=== Texte à lire ===
La suite logique de la rubrique aurait voulu que l’article de ce matin concerne les indicateurs de performance. Un bien grand mot qui veut juste dire, que pour gérer une entreprise, il faut se doter d’instruments de mesures pour mieux piloter et suivre ses résultats et non pas pour contrôler son monde.
Cependant, suite à vos commentaires, j’ai d’abord décidé de changer le titre. Au lieu des « nouveaux défis du manager performant », nous allons l’appeler « un algérien peut devenir un manager performant », s’il en fait le choix bien sûr ! (Dites- moi ce que vous en pensez) car j’ai bien envie d’écrire « doit devenir un manager performant’ au lieu de ‘peut devenir un manager performant ».
Changer le titre ne suffit pas, il faut oublier les indicateurs de performance pour ce jeudi. On va aborder le sujet qui revient dans 90% de vos commentaires qui se résume comme suit : « Ce que tu écris est une très belle théorie en management mais cela ne s’applique pas en Algérie ». (Pour information, les lecteurs du Patriote sont plus nombreux à soulever cette remarque que ceux de « Algerie-focus.com »).
La théorie demeure théorie tant que l’on refuse de l’expérimenter, non ? Je crois que tant que nous n’avons pas dissout le goulot suivant, nous n’irons pas loin.
« Ici nous ne sommes pas en Europe et encore moins en Amérique »
Ça veut dire quoi au juste ? Je refuse de comprendre par là que nous ne sommes pas aussi bons que ces gens là. Si j’étais le gouvernement, je recenserais tous les bons Algériens en Algérie et à travers le monde pour vous convaincre que nous sommes bons, mais je ne suis qu’un Homme (comme disait Brel), avec un grand H, cela s’entend. Cette barrière qui est devenue notre leitmotiv et que parfois nous nous surprenons à bercer amoureusement, nous empêche de nous intéresser au contenu et de bénéficier ainsi du savoir-faire ou être, de tout ce que nous pouvons découvrir. Si nous continuons à nous vautrer dans notre malheur, et à le bichonner alors nous faisons le choix de nous diriger vers un mur (gare à celui qui viendra pleurer, de toute façon ce sera trop tard).
Le manager ne peut pas gérer à cause de l’Etat, l’Etat ne peut pas avancer à cause du peuple qui ne travaille pas. L’employé n’assure plus car le boss est dictateur. Le boss ne s’implique pas car l‘employé est ingrat. Les rues sont sales car l’Etat ne nettoie pas bien. L’Etat nettoie mais c’est le peuple qui ne sait pas utiliser les poubelles. Le juge est corrompu mais qui le corrompt ? Serait-ce ce même peuple qui maudit la corruption ? Je pourrais remplir les 8.000 caractères qui me sont octroyés et je ne finirais pas de vous citer tous les exemples que je vois et que vous voyez. Qui est plus responsable que qui dans ce marasme ? Si on ne brise pas ce cycle vicieux qui me rappelle celui de l’œuf et la poule, on risque d’avoir le tournis et d’attendre longtemps avant de participer à la vraie vie (s’épanouir dans son travail, bâtir un avenir pour nos enfants et la satisfaction de bien- faire les choses).
=== Extraits de données ===
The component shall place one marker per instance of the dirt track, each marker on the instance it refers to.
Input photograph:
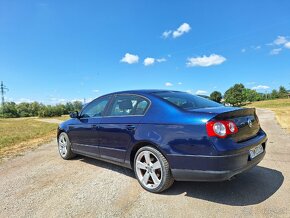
(41, 184)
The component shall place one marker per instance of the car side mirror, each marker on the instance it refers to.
(74, 114)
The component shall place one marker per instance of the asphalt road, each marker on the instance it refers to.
(41, 184)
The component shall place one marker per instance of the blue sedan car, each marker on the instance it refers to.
(165, 136)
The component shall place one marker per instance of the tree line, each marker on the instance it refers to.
(238, 95)
(24, 109)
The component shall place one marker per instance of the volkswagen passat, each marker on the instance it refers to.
(165, 136)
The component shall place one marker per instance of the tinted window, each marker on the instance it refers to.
(126, 105)
(187, 101)
(96, 108)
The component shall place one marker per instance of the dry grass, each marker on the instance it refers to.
(18, 135)
(281, 107)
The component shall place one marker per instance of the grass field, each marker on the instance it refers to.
(281, 107)
(20, 134)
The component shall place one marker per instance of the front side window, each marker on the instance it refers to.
(128, 105)
(186, 101)
(96, 108)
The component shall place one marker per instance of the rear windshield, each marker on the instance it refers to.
(187, 101)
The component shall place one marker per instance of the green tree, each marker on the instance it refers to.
(216, 96)
(282, 92)
(235, 95)
(23, 109)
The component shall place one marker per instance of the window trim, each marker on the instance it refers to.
(174, 105)
(122, 94)
(97, 99)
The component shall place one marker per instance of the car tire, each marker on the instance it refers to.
(152, 170)
(64, 147)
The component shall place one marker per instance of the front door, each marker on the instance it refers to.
(83, 133)
(117, 128)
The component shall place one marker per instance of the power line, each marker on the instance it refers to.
(4, 89)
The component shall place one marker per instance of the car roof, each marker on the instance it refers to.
(143, 91)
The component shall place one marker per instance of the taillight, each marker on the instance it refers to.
(221, 128)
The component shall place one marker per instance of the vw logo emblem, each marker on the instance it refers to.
(250, 123)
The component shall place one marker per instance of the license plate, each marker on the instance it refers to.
(254, 152)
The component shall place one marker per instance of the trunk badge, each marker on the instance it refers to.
(250, 123)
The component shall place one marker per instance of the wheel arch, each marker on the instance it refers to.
(141, 144)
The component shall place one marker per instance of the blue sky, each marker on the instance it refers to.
(57, 51)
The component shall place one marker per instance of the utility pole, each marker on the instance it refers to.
(3, 91)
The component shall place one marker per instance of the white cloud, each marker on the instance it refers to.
(260, 87)
(168, 84)
(287, 45)
(166, 34)
(149, 61)
(201, 92)
(159, 60)
(275, 51)
(183, 28)
(280, 40)
(130, 58)
(205, 61)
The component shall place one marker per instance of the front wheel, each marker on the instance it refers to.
(64, 147)
(152, 170)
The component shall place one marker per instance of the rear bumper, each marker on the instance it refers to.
(213, 175)
(215, 168)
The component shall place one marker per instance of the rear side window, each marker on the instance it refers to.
(186, 101)
(96, 108)
(128, 105)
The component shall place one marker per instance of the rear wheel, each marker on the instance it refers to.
(64, 147)
(152, 170)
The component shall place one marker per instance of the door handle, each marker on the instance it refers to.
(130, 127)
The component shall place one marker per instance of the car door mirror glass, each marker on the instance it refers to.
(74, 114)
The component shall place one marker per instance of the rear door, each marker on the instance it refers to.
(84, 132)
(117, 129)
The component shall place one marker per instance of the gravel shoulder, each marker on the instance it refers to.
(40, 183)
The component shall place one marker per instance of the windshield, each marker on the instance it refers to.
(186, 101)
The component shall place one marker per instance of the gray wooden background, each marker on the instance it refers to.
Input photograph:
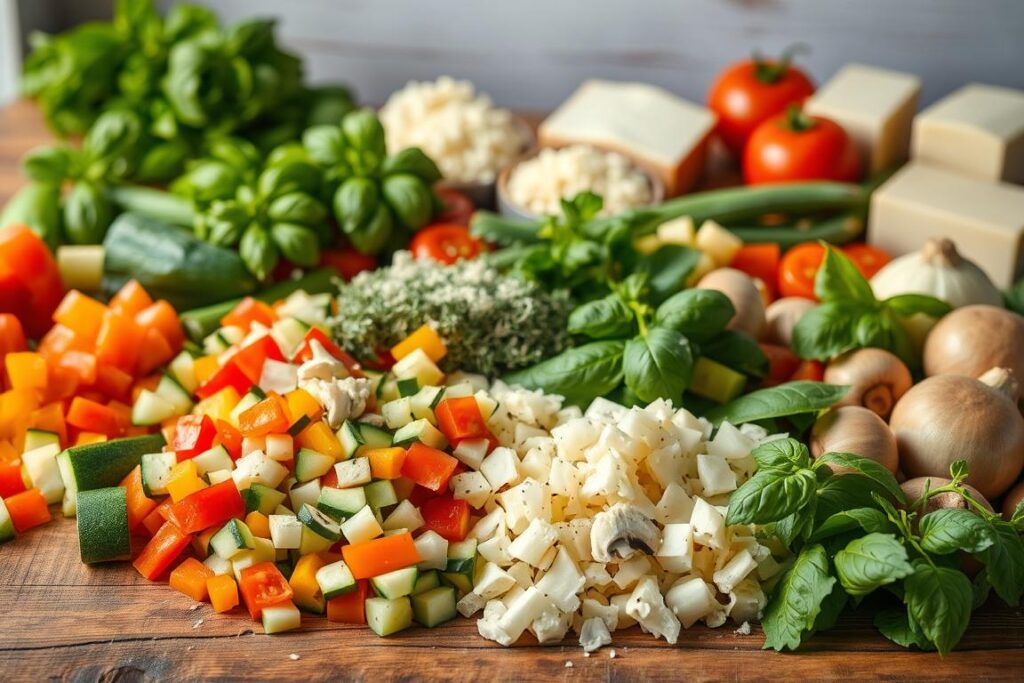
(530, 53)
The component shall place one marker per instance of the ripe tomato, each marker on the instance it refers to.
(749, 92)
(445, 243)
(458, 208)
(799, 266)
(868, 259)
(795, 145)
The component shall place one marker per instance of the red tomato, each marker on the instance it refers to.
(347, 261)
(795, 145)
(445, 243)
(868, 259)
(458, 208)
(749, 92)
(799, 266)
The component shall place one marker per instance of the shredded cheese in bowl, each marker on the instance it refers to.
(468, 137)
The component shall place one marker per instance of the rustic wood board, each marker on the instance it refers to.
(62, 620)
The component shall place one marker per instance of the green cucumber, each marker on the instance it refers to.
(102, 524)
(101, 465)
(435, 606)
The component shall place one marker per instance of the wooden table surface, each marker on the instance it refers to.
(62, 620)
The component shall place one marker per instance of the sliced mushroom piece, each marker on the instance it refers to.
(621, 530)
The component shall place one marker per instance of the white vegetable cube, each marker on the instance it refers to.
(709, 524)
(716, 475)
(690, 599)
(534, 543)
(406, 515)
(676, 553)
(361, 526)
(501, 467)
(741, 564)
(354, 472)
(562, 583)
(472, 487)
(432, 549)
(286, 531)
(493, 582)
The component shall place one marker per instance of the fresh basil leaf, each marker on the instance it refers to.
(871, 561)
(770, 496)
(658, 365)
(668, 268)
(579, 374)
(778, 401)
(697, 313)
(604, 318)
(1004, 561)
(909, 304)
(867, 467)
(797, 603)
(938, 601)
(737, 350)
(948, 530)
(870, 520)
(839, 280)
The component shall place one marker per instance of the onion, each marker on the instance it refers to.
(949, 418)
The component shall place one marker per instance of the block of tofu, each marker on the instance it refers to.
(659, 131)
(876, 107)
(985, 219)
(977, 130)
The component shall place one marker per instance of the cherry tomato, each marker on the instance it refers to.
(868, 259)
(458, 208)
(795, 145)
(445, 243)
(749, 92)
(799, 266)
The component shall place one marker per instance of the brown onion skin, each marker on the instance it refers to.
(948, 418)
(972, 339)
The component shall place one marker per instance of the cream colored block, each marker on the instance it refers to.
(977, 130)
(876, 107)
(659, 131)
(985, 219)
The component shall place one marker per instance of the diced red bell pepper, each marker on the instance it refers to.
(428, 467)
(262, 586)
(164, 548)
(193, 434)
(213, 505)
(446, 517)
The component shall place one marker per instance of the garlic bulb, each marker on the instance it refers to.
(940, 271)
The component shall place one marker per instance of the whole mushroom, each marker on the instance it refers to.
(949, 417)
(743, 294)
(877, 378)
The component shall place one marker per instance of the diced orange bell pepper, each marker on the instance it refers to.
(223, 593)
(28, 509)
(189, 578)
(164, 548)
(425, 338)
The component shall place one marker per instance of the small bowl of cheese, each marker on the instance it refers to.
(469, 138)
(536, 185)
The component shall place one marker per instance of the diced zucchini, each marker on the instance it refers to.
(395, 584)
(435, 606)
(340, 504)
(387, 616)
(232, 538)
(336, 579)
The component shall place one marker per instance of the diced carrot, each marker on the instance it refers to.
(189, 578)
(223, 593)
(28, 509)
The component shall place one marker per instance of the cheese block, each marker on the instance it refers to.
(664, 133)
(985, 219)
(876, 107)
(977, 130)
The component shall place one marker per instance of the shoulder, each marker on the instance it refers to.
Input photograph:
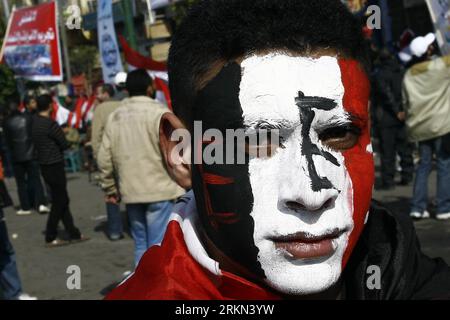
(167, 272)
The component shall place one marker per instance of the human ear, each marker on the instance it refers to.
(174, 141)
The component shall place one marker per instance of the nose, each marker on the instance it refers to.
(310, 201)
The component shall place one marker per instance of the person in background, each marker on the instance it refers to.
(17, 129)
(50, 143)
(426, 97)
(105, 93)
(131, 154)
(121, 90)
(72, 136)
(10, 284)
(390, 120)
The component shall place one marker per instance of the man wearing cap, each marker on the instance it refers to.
(427, 104)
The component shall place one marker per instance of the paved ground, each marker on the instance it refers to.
(103, 263)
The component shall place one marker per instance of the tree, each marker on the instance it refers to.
(180, 9)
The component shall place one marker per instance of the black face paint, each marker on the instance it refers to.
(309, 149)
(223, 192)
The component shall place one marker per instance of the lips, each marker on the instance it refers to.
(306, 246)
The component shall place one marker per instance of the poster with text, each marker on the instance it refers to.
(31, 46)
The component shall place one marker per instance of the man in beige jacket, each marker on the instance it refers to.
(105, 93)
(427, 105)
(131, 164)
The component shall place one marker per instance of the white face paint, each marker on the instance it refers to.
(268, 90)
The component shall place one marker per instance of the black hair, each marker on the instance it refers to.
(138, 82)
(28, 99)
(217, 31)
(44, 102)
(108, 89)
(11, 105)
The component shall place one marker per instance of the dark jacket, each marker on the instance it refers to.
(49, 140)
(389, 241)
(17, 129)
(387, 93)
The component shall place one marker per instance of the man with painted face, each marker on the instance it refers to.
(296, 222)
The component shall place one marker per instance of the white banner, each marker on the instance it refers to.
(440, 14)
(156, 4)
(109, 50)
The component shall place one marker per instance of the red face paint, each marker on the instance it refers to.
(358, 160)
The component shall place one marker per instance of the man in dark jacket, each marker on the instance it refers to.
(50, 144)
(293, 219)
(389, 119)
(17, 129)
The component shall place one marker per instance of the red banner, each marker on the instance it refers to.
(31, 46)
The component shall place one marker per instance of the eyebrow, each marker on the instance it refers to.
(269, 124)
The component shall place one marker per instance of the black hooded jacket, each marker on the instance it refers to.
(389, 242)
(17, 129)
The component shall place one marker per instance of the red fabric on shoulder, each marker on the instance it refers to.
(169, 272)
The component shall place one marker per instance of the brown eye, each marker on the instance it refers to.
(340, 138)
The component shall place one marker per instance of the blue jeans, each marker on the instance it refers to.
(115, 228)
(420, 197)
(148, 222)
(10, 285)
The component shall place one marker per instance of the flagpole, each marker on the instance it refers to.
(129, 24)
(64, 42)
(6, 9)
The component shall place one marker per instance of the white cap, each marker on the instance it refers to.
(405, 55)
(120, 79)
(419, 45)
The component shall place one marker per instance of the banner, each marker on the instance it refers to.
(109, 50)
(157, 4)
(31, 47)
(440, 14)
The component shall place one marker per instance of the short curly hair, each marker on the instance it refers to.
(218, 31)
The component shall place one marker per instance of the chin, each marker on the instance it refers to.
(301, 277)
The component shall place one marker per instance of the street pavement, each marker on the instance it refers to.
(102, 263)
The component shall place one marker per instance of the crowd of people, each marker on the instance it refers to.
(230, 222)
(410, 107)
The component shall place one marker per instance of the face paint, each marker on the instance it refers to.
(306, 105)
(223, 192)
(304, 97)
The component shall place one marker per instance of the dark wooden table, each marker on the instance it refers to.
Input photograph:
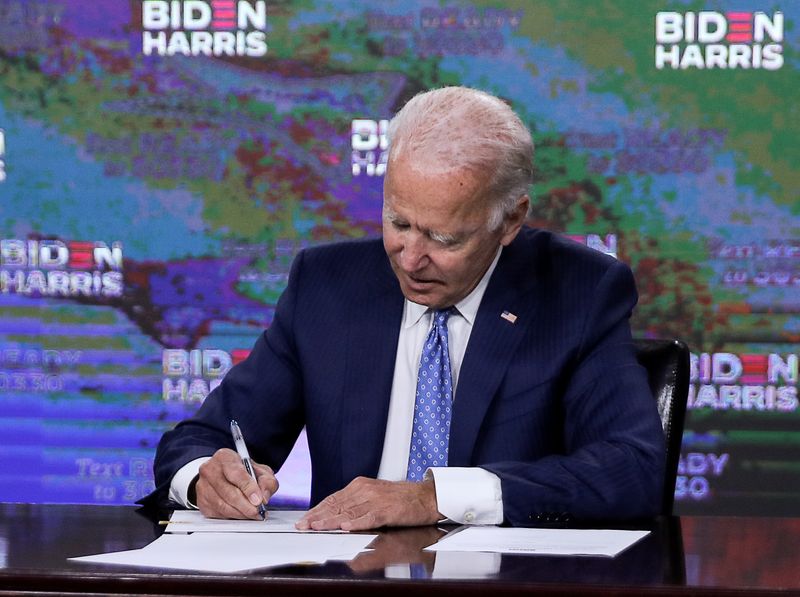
(688, 556)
===
## Consigne A
Repérez et recopiez chaque ligne des enregistrements qui contient le mot « black ». Les majuscules et les minuscules comptent.
## Consigne B
Prolongez le texte sur le management en Algérie à partir de sa dernière phrase.

## Résultat A
The component shall place one marker per instance of the black face paint, each marker on the instance it refers to.
The component shall place one marker per instance of the black hair, each marker on the instance it refers to.
The component shall place one marker per instance of the black hooded jacket, each marker on the instance it refers to.

## Résultat B
« Ils l’ont fait parce qu’ils ne savaient pas que c’était impossible »
On peut décider d’entamer une thérapie en tant que pays pour revenir vers notre histoire (nos diverses colonisations, notre pétrole, notre situation géographique, notre socialisme, notre terrorisme, notre fuite de cerveaux, notre maghrébité, notre arabité et notre islam), revenir sur tout notre vécu, et essayer de comprendre le pourquoi de la chose, mais cela risque de prendre des siècles avant guérison et d’enrichir tous les psychologues de la planète qui, peut être, eux même feront appel à ceux de la lune.
Il existe, heureusement pour nous, une autre solution plus pratique et plus efficace dans le temps. On peut décider que nous avons identifié notre problème, celui-là même qui nous empêche d’avancer, nous le reconnaissons, nous l’acceptons, travaillons dessus, tout en l’affrontant pour continuer. Quand notre pays aura atteint la vitesse de croisière exigée naturellement par toute cette mondialisation, nos enfants ou petits enfants iront se faire psychanalyser.
Le pattern (problème récurent) qui est commun à la majorité des acteurs de notre pays, le peuple inclus, est que ce n’est jamais de notre faute ? Essayez de vous rappeler la dernière fois que vous ou une autre personne s’est excusée en affirmant que la faute lui incombait et qu’elle assumait les conséquences ? J’ai bien peur que vous risquez de fouiller longtemps dans vos méninges ! Les Américains nous en veulent, les Egyptiens nous détestent, les Marocains nous jalousent, les Saoudiens nous espionnent, les Français nous dénigrent, l’arbitre nous a calé au match, le professeur nous a coulé à l’examen, notre boss ne nous motive pas, notre conjoint(e) ne nous comprend pas, nos enfants ne sont pas comme les autres enfants, le voisin nous porte le mauvais œil, même le bus est méchant, il part sans nous !
Pauvre de nous, nous sommes martyrisés de tous bords et perdus ! Mais nous, que faisons- nous ? Où est notre ambition ? Que faisons-nous pour nous en sortir ? C’est quand même fou que tout le monde soit fautif sauf nous, non ? Notre langage ne suit plus nos actes. Nous nous racontons des histoires à longueur de journées et d’années pendant que les autres pays travaillent pour leur futur. Nous nous complaisons dans notre victimisation, ce qui ne nous empêche pas d’être, et souvent d’ailleurs, en même temps, des abuseurs et des abusés ! Celui- là même qui vous dit, ici personne ne travaille, travaille t-il ? Combien de corrompus que vous connaissez parmi le peuple vont vous dire que c‘est devenu impossible à cause de la corruption. Mon meilleur exemple est en entreprise : le directeur des finances a organisé une réunion avec ses collaborateurs pour les sermonner : « Comment cela se fait qu’ hier pendant les heures de travail, j’ai rencontré 3 parmi vous sur une terrasse à la corniche ? » Je suppose que lui y préparait ses bilans. Ha !ha !ha ! Le ridicule ne tue pas et parfois c’est dommage !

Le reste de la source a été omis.